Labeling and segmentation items
■ ■ ■ ■

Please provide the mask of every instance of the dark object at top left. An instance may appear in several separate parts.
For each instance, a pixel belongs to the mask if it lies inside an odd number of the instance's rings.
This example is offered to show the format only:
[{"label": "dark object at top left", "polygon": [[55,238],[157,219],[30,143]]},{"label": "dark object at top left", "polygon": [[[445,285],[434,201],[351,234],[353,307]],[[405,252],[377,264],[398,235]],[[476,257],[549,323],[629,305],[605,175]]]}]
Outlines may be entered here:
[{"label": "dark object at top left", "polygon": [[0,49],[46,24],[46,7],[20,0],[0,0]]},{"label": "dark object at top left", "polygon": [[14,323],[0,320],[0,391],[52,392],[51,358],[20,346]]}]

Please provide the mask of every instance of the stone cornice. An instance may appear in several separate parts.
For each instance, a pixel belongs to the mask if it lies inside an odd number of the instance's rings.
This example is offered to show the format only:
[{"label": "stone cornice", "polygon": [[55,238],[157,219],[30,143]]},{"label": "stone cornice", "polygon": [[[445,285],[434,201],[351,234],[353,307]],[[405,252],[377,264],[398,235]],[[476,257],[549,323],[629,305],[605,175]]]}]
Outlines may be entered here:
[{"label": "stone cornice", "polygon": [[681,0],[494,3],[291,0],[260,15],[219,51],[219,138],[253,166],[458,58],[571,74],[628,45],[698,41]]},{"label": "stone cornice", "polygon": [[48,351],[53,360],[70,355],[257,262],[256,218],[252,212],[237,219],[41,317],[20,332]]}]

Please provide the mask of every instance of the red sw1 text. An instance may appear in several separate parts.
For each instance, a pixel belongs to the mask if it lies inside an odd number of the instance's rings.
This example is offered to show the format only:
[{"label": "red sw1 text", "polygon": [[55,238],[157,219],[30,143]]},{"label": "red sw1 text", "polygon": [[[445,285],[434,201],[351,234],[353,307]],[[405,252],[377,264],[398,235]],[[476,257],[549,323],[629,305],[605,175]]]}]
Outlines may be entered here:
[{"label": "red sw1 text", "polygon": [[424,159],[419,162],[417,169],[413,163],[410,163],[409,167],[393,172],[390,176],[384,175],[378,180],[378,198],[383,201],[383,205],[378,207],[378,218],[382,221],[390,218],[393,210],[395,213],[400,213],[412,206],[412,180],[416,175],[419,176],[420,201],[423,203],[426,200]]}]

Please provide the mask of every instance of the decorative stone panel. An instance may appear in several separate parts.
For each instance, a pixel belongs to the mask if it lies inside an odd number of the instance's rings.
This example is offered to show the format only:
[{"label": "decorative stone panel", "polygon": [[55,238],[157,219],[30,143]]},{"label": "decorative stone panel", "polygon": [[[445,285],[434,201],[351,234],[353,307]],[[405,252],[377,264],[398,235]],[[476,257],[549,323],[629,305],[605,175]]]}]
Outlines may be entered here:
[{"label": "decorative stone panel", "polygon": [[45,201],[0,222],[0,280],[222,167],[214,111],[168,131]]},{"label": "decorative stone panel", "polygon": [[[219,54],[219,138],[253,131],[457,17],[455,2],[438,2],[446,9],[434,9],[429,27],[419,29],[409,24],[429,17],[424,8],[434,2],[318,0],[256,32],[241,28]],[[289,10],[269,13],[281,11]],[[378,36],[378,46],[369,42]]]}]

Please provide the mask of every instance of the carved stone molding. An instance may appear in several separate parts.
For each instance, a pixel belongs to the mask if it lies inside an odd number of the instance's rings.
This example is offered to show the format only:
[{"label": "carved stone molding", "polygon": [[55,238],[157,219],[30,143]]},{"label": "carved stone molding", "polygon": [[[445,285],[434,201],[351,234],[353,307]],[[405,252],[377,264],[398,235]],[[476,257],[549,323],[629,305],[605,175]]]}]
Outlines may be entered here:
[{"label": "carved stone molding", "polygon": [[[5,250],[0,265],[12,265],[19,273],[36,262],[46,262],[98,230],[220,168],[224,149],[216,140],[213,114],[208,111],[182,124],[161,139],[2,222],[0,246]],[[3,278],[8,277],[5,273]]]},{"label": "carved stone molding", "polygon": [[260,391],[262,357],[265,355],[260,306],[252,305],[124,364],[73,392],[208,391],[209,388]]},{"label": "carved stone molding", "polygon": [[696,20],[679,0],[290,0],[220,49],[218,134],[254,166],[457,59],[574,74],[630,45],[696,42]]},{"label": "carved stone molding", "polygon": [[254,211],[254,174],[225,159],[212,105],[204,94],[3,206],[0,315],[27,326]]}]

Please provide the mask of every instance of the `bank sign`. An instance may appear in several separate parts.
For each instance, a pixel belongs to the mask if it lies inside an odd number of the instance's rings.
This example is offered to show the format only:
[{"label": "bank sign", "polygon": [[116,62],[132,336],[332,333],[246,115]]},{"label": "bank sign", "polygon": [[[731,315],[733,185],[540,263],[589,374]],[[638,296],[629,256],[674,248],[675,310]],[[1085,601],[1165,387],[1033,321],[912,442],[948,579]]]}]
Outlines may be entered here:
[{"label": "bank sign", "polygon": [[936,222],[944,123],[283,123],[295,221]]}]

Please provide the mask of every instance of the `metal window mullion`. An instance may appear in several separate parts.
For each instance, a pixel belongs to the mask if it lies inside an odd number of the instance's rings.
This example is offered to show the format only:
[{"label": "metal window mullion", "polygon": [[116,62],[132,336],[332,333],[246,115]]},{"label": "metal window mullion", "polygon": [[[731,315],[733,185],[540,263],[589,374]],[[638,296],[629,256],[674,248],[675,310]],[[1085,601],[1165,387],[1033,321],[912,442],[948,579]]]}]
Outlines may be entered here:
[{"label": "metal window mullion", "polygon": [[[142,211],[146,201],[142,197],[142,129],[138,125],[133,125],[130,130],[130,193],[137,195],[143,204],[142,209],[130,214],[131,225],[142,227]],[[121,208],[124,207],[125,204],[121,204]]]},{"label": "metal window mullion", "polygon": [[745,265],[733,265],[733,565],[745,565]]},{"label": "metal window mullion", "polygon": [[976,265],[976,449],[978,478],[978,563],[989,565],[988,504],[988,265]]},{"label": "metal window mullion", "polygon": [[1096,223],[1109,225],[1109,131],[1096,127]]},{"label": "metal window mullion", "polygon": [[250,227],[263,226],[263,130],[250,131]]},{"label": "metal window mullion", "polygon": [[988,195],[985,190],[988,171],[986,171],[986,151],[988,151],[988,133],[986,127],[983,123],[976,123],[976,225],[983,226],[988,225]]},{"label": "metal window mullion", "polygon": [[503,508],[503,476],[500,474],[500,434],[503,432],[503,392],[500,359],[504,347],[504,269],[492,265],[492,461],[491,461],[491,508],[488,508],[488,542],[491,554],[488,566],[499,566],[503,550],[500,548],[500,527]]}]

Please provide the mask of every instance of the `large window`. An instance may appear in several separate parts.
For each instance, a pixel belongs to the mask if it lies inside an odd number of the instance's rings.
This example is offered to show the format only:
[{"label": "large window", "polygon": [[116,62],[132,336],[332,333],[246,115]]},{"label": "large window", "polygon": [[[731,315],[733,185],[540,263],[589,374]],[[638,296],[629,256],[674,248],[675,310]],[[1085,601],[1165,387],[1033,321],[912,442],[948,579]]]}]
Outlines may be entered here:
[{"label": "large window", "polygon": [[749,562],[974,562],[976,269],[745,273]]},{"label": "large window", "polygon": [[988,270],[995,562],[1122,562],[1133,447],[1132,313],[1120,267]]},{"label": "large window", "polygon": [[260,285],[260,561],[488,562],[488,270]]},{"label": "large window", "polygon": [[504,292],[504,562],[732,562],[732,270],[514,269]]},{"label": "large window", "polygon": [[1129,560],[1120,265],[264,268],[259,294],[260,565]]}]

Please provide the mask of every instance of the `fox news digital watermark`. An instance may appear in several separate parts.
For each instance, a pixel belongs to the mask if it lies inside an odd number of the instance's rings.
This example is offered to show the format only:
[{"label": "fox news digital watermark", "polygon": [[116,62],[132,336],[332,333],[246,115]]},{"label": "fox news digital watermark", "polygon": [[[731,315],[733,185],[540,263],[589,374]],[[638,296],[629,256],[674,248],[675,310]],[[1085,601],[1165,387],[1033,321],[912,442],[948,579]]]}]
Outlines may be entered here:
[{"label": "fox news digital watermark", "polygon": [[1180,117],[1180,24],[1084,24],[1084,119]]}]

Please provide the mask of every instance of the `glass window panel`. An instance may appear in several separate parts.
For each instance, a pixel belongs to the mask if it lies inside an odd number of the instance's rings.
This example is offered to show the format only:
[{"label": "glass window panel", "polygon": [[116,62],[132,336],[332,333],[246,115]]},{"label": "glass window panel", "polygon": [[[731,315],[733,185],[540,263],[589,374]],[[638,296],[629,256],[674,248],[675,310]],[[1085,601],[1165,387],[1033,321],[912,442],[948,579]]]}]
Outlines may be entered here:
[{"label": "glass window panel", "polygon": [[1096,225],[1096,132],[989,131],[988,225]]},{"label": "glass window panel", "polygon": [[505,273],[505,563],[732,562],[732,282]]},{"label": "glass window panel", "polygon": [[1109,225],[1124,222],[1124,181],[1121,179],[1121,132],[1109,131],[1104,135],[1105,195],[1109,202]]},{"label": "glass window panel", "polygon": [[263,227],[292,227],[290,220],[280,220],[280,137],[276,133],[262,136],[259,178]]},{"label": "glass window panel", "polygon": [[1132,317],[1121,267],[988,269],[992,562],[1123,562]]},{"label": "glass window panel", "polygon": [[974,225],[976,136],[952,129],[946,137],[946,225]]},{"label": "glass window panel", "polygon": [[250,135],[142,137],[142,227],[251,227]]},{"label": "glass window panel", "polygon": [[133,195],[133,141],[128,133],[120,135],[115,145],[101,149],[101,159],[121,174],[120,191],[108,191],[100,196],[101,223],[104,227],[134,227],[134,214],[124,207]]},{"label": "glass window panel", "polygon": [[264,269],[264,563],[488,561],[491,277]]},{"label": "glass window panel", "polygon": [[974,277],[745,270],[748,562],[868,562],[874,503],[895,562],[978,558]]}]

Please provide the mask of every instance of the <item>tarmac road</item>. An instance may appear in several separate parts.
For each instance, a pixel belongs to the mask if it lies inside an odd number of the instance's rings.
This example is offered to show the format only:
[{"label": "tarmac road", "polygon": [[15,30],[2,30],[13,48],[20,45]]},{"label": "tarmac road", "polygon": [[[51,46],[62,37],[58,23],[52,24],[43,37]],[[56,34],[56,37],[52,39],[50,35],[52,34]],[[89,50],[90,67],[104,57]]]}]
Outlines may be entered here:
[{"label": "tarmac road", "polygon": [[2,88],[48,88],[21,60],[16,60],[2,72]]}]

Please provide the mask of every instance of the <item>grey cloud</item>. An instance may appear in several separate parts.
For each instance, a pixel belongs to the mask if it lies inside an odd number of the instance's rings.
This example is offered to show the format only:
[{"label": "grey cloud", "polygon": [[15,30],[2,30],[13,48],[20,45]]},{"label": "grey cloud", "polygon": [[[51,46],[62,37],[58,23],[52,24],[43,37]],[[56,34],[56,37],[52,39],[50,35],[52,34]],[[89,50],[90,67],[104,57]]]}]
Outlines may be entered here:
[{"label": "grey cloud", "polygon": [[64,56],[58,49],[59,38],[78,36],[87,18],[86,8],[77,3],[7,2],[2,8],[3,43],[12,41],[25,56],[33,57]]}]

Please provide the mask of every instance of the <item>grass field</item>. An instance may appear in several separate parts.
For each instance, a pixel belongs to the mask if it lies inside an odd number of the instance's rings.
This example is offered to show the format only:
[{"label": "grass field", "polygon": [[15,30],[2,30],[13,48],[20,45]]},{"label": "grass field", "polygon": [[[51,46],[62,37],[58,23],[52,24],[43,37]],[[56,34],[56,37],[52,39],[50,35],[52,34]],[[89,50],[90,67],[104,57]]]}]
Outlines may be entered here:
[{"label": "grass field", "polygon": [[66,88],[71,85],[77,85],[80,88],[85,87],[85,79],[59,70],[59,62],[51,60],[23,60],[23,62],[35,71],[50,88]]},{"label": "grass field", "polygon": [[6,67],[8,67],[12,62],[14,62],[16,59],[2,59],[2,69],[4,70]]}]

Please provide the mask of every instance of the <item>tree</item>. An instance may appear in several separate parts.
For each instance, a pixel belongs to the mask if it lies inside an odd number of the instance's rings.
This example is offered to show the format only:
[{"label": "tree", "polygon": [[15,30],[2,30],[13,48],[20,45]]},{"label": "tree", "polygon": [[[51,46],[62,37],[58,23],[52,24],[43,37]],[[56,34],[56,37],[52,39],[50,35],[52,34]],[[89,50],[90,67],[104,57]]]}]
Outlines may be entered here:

■ ■ ■ ■

WHAT NEEDS TO BE DONE ->
List every line in the items above that contains the word "news".

SOLUTION TO THIS PROBLEM ->
Please provide the mask of every instance of the `fox news digital watermark`. An instance may appear in several separate parts.
[{"label": "fox news digital watermark", "polygon": [[116,62],[132,336],[332,333],[246,115]]},{"label": "fox news digital watermark", "polygon": [[[731,315],[733,185],[540,263],[589,374]],[[638,296],[629,256],[674,248],[675,310]],[[1085,601],[1165,387],[1033,321],[912,442],[948,579]]]}]
[{"label": "fox news digital watermark", "polygon": [[1180,117],[1180,24],[1084,24],[1084,119]]}]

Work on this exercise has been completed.